+++ Working data

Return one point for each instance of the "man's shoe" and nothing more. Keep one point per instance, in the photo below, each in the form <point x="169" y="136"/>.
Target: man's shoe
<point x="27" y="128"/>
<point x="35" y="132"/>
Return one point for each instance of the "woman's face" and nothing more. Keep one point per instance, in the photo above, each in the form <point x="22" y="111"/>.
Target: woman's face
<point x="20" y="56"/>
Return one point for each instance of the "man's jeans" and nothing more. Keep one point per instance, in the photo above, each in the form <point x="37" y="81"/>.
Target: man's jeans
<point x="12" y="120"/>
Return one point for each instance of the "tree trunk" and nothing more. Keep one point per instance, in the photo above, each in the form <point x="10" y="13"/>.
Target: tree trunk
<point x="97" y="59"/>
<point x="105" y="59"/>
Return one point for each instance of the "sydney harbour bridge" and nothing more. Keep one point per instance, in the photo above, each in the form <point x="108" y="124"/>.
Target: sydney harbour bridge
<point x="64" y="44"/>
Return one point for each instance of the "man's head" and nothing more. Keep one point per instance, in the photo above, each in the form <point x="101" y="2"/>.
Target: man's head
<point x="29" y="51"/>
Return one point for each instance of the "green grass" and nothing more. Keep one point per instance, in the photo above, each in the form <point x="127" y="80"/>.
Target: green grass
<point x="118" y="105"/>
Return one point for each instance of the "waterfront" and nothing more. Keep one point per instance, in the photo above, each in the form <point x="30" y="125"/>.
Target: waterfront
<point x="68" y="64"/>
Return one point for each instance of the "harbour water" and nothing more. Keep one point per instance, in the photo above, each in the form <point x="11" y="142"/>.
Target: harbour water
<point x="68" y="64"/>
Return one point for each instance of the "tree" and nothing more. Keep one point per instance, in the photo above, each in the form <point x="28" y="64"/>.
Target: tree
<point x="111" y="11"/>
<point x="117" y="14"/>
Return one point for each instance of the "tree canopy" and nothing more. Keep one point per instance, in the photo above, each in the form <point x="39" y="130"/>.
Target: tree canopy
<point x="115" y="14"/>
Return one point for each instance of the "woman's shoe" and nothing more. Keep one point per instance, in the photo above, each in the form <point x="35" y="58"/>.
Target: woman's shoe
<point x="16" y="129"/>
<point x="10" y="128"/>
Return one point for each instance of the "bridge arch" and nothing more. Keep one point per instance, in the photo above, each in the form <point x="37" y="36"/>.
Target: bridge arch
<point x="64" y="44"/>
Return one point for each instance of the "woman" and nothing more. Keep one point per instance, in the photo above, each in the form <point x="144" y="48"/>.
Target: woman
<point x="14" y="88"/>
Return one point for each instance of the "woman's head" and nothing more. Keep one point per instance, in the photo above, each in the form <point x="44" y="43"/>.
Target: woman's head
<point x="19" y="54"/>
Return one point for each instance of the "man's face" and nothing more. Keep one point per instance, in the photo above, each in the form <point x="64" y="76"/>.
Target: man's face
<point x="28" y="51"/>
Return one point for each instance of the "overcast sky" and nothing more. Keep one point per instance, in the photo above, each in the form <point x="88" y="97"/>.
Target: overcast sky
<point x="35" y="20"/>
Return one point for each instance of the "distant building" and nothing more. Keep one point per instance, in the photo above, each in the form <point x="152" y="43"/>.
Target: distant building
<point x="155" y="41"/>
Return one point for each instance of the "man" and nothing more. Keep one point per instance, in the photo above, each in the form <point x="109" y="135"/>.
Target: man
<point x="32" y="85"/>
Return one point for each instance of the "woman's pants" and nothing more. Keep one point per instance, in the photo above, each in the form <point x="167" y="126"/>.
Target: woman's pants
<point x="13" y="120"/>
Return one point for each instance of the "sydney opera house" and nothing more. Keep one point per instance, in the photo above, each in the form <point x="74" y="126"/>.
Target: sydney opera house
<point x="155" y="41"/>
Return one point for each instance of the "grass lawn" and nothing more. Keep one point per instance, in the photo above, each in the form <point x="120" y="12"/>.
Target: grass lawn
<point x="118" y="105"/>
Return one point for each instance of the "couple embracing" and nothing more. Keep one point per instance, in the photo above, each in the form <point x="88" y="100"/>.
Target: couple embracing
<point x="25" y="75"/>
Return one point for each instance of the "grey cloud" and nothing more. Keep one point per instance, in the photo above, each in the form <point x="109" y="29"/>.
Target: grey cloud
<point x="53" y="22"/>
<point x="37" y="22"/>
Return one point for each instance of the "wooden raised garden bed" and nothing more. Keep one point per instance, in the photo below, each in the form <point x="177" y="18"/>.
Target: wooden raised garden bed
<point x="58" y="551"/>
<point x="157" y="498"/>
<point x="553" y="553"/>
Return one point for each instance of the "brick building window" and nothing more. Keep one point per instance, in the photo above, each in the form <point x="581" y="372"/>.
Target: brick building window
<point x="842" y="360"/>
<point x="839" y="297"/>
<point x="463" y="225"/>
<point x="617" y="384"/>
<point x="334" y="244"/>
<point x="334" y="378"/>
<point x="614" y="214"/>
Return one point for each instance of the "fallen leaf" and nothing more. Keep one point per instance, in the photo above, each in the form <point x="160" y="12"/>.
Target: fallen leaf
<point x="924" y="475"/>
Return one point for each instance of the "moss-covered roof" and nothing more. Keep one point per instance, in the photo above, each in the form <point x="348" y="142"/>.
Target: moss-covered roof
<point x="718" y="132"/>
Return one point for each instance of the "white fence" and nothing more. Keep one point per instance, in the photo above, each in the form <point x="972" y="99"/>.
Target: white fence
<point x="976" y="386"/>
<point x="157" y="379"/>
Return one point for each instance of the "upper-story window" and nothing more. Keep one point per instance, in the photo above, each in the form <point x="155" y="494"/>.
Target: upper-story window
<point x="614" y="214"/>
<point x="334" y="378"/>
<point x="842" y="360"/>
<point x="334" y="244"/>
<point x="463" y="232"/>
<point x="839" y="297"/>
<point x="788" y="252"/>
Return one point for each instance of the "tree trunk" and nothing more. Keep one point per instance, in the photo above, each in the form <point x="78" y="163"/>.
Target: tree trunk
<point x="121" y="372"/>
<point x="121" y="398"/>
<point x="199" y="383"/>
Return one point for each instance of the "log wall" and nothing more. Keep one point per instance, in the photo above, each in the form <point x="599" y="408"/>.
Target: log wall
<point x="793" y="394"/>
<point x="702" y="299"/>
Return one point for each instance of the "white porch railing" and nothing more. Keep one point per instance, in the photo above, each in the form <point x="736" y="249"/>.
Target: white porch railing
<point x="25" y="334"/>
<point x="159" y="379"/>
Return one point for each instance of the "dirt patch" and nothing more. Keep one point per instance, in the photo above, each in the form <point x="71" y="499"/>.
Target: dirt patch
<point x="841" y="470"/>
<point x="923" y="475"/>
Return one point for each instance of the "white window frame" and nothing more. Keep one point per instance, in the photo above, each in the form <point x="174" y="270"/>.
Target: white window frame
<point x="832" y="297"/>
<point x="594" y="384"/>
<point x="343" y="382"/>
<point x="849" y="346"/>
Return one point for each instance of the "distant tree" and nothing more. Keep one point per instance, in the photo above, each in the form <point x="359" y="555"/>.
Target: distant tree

++++++

• _Work task_
When a line among the entries contains "below", pull that line out.

• _Response box_
Return one point for each instance of the "man's shoe" and nothing more. Keep one point per instance, in the photo below, each in the form <point x="169" y="136"/>.
Return one point for each instance of the "wooden raised garden bed" and nothing more. Keep one point per instance, in the photo below, each in the form <point x="177" y="18"/>.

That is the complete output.